*** Available data Section Begins ***

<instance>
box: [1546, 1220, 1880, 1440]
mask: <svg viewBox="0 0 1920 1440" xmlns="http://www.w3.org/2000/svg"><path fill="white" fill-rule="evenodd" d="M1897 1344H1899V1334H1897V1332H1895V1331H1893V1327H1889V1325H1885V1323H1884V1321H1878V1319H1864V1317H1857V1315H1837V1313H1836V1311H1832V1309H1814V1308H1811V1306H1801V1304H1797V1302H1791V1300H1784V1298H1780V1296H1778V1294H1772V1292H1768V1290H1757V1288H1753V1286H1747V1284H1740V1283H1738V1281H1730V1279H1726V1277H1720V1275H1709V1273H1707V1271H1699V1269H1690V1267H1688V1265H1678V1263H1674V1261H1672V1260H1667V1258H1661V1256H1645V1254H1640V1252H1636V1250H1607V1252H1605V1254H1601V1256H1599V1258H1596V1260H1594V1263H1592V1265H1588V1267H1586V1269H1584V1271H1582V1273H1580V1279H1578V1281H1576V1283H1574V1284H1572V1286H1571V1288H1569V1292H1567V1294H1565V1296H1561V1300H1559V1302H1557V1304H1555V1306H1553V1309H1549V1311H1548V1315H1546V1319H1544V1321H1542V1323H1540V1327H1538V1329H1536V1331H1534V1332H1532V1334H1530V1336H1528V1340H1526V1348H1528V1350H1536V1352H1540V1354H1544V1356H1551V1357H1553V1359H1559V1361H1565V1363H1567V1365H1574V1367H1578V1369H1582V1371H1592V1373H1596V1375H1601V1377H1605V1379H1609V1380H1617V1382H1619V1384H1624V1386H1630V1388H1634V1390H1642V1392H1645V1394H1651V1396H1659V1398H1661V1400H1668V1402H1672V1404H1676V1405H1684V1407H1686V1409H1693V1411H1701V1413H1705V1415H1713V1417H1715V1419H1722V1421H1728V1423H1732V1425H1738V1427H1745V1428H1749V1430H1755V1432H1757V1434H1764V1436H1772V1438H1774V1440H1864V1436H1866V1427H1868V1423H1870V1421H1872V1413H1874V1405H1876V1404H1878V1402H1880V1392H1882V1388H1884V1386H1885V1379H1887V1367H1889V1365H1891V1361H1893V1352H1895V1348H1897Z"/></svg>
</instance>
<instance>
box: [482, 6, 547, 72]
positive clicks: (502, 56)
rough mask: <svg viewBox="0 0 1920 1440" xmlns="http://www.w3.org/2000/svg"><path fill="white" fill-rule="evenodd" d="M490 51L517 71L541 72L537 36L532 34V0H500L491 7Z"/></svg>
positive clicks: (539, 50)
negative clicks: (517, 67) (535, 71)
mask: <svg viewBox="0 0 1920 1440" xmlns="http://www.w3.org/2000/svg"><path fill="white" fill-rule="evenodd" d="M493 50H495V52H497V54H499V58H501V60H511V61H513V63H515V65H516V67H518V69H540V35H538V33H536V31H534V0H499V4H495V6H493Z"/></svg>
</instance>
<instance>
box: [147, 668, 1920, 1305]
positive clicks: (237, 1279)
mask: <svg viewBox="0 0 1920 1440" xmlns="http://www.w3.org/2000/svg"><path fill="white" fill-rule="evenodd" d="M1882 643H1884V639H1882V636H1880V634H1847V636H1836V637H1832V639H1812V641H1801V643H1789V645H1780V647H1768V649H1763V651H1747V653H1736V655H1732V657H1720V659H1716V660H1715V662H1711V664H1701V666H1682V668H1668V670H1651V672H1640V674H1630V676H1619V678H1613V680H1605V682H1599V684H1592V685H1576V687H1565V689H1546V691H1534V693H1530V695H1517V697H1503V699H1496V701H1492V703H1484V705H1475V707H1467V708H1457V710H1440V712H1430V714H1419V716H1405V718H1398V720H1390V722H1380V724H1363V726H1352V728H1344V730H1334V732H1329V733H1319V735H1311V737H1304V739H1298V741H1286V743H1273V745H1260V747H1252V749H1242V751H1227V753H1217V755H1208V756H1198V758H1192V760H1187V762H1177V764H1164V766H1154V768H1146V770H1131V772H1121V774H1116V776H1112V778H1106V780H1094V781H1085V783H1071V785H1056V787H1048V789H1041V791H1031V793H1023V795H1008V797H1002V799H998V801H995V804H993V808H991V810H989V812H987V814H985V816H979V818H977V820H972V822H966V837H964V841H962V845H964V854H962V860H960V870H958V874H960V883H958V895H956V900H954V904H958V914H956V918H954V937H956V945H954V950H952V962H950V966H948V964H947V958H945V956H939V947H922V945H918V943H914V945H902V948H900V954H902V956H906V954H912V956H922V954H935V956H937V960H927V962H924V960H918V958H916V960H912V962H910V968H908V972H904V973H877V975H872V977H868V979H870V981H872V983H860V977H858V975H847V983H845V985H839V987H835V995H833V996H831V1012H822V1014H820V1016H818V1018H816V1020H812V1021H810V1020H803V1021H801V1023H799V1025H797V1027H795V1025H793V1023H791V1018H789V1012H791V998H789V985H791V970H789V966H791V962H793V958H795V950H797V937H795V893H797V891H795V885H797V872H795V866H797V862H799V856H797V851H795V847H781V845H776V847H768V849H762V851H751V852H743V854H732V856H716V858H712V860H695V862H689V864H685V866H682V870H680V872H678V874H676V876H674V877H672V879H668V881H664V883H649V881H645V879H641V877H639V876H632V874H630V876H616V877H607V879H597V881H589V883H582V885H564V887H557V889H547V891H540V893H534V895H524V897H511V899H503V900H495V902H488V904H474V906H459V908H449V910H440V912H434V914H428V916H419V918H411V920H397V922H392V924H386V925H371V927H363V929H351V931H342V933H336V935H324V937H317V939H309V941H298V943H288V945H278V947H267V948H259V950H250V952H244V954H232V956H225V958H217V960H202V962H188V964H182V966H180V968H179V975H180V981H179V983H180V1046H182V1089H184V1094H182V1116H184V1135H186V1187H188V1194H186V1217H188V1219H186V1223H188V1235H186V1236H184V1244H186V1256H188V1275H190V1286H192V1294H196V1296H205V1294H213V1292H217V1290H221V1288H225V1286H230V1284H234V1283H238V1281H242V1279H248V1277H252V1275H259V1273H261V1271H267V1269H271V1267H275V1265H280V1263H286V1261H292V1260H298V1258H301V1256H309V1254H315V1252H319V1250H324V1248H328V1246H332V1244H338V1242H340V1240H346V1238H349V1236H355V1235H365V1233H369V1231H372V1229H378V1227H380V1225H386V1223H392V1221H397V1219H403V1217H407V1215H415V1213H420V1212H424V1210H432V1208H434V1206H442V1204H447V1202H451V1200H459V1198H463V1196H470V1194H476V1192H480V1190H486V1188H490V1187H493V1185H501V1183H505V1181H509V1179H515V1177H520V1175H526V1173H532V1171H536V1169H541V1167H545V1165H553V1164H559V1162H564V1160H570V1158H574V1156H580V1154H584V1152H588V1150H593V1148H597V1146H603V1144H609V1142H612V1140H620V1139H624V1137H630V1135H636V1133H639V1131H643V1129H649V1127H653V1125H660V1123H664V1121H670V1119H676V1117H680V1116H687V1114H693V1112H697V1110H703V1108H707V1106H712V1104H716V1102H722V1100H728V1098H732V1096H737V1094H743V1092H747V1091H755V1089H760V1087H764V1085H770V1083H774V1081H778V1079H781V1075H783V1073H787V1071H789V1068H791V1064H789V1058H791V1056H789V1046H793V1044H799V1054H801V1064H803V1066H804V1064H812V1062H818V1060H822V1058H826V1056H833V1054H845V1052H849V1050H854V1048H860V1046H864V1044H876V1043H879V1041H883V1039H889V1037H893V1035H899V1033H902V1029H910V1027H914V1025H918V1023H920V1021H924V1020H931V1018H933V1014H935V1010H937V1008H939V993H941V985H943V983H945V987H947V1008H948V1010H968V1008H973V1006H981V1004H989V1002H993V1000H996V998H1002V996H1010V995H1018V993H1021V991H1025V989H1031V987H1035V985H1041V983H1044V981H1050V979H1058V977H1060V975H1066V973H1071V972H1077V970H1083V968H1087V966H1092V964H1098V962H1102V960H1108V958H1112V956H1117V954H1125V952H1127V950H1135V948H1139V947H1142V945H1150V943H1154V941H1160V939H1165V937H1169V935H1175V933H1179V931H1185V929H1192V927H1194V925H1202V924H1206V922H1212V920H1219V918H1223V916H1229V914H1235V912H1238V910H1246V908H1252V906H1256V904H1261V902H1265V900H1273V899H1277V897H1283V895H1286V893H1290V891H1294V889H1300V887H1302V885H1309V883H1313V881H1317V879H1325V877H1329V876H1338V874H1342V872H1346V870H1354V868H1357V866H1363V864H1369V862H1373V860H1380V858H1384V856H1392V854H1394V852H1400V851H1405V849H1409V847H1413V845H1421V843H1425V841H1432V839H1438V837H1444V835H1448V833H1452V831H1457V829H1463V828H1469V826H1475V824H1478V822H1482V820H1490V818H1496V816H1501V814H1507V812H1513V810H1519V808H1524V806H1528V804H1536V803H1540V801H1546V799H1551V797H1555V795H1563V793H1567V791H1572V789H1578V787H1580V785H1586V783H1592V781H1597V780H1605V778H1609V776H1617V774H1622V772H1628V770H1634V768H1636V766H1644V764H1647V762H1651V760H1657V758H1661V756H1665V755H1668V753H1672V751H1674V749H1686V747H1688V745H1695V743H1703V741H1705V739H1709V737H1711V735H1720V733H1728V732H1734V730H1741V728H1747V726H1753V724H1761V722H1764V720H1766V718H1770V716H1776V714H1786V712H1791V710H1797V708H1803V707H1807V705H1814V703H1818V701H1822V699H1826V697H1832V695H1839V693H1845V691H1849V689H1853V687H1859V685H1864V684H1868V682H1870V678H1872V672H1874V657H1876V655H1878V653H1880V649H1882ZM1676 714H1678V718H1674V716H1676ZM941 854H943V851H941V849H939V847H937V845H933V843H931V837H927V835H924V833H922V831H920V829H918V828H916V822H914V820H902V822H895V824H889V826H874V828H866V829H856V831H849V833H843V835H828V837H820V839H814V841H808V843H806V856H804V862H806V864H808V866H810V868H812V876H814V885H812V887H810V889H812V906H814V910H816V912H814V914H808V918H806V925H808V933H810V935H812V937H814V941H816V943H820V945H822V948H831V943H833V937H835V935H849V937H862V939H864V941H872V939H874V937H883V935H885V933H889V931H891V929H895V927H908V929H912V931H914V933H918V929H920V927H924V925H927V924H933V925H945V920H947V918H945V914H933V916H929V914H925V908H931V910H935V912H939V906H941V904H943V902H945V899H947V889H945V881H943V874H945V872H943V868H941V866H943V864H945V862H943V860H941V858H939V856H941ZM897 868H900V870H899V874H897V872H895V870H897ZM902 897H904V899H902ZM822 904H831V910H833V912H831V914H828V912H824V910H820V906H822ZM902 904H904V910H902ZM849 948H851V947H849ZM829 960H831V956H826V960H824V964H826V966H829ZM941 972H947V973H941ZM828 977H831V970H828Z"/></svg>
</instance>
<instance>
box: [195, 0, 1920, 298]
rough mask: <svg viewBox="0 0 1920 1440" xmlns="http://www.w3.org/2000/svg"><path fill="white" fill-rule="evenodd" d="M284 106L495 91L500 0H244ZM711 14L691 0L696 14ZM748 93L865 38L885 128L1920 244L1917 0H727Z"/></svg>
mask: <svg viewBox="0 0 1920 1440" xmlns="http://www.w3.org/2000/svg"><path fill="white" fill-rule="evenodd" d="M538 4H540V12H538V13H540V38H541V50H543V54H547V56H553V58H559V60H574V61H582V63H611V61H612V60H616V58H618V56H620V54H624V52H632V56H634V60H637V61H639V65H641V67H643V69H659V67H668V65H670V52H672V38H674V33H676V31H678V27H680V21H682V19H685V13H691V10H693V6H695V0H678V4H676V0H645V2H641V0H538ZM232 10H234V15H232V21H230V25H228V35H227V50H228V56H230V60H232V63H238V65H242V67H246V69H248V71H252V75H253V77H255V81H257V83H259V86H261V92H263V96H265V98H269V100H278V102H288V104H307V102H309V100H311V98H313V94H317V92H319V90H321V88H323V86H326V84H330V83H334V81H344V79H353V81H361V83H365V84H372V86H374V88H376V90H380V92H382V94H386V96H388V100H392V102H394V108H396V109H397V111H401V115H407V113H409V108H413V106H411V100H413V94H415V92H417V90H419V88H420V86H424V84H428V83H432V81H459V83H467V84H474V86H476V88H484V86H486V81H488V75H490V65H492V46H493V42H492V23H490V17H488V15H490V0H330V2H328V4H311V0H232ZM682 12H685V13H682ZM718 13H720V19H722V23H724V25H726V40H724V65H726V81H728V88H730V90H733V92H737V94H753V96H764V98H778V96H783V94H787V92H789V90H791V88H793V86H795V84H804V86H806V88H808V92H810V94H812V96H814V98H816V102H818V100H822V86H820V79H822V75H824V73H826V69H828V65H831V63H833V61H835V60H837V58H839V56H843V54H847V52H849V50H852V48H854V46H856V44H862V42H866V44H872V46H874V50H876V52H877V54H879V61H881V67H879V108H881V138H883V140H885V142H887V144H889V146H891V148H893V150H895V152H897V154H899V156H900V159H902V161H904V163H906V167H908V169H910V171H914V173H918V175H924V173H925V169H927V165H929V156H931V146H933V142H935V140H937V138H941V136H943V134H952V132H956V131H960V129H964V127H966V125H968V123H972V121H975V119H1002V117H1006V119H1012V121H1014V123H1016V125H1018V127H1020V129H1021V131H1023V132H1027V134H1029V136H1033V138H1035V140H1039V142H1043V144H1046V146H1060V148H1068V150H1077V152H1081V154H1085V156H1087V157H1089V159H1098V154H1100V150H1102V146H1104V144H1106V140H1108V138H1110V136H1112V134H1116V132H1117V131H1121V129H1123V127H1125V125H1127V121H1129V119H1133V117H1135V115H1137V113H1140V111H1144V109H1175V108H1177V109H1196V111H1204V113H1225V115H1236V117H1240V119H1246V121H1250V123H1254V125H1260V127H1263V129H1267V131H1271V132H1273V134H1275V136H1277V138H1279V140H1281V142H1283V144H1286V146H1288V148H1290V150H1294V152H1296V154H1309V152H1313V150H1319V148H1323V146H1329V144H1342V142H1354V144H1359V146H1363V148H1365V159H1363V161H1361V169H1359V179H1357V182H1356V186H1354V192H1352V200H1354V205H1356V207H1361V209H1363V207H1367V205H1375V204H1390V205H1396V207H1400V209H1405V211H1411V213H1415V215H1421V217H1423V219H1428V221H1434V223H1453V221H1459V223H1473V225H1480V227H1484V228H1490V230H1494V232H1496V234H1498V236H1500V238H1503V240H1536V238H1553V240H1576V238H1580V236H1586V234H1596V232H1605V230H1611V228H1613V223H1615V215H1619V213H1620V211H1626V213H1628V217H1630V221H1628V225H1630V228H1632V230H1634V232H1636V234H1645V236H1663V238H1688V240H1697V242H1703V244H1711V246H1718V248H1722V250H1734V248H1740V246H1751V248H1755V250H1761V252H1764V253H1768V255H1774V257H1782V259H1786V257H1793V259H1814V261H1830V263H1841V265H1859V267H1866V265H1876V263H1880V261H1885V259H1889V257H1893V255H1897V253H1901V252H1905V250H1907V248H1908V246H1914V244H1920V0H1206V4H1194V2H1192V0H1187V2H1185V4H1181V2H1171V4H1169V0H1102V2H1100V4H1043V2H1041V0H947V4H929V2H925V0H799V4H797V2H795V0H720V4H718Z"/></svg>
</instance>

*** Available data Section Ends ***

* What you should do: Each line in the entries above, starting at the line with "positive clicks: (539, 50)" and ending at the line with "box: [147, 668, 1920, 1305]", is to be printed exactly, and only those lines.

* Exercise response:
positive clicks: (539, 50)
negative clicks: (517, 67) (535, 71)
mask: <svg viewBox="0 0 1920 1440" xmlns="http://www.w3.org/2000/svg"><path fill="white" fill-rule="evenodd" d="M493 50H495V52H497V54H499V58H501V60H511V61H513V63H515V65H516V67H518V69H540V35H538V33H536V31H534V0H499V4H495V6H493Z"/></svg>
</instance>
<instance>
box: [147, 668, 1920, 1305]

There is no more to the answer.